_Task to complete:_
Output the full material exactly as it appears here.

_Data provided:_
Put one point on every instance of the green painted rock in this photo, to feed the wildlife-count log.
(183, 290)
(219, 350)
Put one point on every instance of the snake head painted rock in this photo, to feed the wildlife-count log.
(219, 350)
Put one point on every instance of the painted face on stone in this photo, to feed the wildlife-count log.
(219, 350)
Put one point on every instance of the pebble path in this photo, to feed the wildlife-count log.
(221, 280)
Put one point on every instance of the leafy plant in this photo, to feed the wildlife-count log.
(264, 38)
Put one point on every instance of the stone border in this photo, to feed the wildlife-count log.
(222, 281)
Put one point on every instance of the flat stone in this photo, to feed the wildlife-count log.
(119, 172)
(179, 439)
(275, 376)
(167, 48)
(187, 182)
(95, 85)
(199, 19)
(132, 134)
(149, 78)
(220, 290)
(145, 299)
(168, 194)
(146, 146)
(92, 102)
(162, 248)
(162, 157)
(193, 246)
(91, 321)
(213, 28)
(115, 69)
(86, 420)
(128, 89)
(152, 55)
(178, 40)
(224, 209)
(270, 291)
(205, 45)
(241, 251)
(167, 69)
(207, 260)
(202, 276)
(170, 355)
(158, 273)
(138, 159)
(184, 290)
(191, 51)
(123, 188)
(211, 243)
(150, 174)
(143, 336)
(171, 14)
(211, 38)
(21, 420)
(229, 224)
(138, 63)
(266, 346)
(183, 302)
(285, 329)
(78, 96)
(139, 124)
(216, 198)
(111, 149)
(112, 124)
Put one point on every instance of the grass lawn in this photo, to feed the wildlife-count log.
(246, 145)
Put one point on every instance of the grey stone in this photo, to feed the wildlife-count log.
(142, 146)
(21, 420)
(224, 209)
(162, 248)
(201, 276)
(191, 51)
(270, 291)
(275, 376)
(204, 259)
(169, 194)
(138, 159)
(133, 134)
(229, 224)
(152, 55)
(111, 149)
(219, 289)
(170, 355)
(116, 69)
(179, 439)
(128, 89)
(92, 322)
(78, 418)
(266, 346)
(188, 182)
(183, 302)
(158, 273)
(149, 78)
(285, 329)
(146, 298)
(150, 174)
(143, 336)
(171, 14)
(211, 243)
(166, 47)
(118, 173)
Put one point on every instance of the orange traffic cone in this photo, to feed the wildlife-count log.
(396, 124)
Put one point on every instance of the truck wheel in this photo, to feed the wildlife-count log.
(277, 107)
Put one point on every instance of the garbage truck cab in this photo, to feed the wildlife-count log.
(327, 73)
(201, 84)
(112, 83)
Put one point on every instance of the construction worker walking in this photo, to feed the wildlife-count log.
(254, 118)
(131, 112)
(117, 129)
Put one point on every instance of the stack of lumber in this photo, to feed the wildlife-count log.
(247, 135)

_Task answer:_
Put one point on every instance of the green painted rock in this photo, to feed the wildlife-count log.
(183, 290)
(219, 350)
Put one point on every instance of the snake head painted rock in this photo, to feed the wildlife-count log.
(219, 350)
Put one point on every instance of the painted face on stone in this photo, to feed the wildlife-count log.
(219, 350)
Put one point on every instance of the pebble path in this photo, to feed the wildlife-count log.
(221, 280)
Put one point on every instance of the leafy plant in this photo, to feed the wildlife-count log.
(264, 38)
Put one point on every instance of the stone border in this photo, to feed the wildlife-count log.
(222, 281)
Put one point on every instance of the flat stone in this photo, to feed the wildlife-count log.
(119, 172)
(179, 439)
(275, 376)
(167, 48)
(187, 182)
(95, 85)
(199, 19)
(132, 134)
(149, 78)
(220, 290)
(145, 299)
(168, 194)
(146, 146)
(92, 102)
(162, 248)
(162, 157)
(193, 246)
(91, 321)
(213, 28)
(115, 69)
(86, 420)
(128, 89)
(152, 55)
(178, 40)
(224, 209)
(270, 291)
(205, 45)
(241, 251)
(167, 69)
(207, 260)
(202, 276)
(170, 355)
(158, 273)
(138, 159)
(184, 290)
(191, 51)
(123, 188)
(211, 243)
(150, 174)
(143, 336)
(171, 14)
(211, 38)
(21, 420)
(229, 224)
(138, 63)
(266, 346)
(183, 302)
(285, 329)
(78, 96)
(139, 124)
(216, 198)
(111, 149)
(112, 124)
Put one point on every instance of the grass lawn in this photo, to feed the wildlife-count log.
(246, 145)
Put one point on every instance of the grey stone in this photo, to feed the wildlife-count log.
(142, 146)
(21, 420)
(224, 209)
(162, 248)
(201, 276)
(191, 51)
(270, 291)
(275, 376)
(204, 259)
(169, 194)
(138, 159)
(133, 134)
(229, 224)
(152, 55)
(111, 149)
(219, 289)
(170, 355)
(116, 69)
(179, 439)
(128, 89)
(92, 322)
(78, 418)
(266, 346)
(188, 182)
(183, 302)
(158, 273)
(149, 78)
(285, 329)
(146, 298)
(150, 174)
(143, 336)
(171, 14)
(211, 243)
(166, 47)
(118, 173)
Put one point on every instance of the orange traffic cone in this photo, to feed the wildlife-count log.
(396, 124)
Put one point on every instance of the truck wheel in this photo, to feed the wildlife-count log.
(277, 107)
Put one point on every instance of the garbage truck cab in this photo, to feed the wildlife-count log.
(327, 73)
(201, 84)
(112, 83)
Put one point on every instance of the construction worker walking in this photo, to feed the wildlife-count log.
(254, 118)
(131, 112)
(117, 129)
Put one point on every instance of the stack of lumber in this photo, to feed the wildlife-count log.
(247, 135)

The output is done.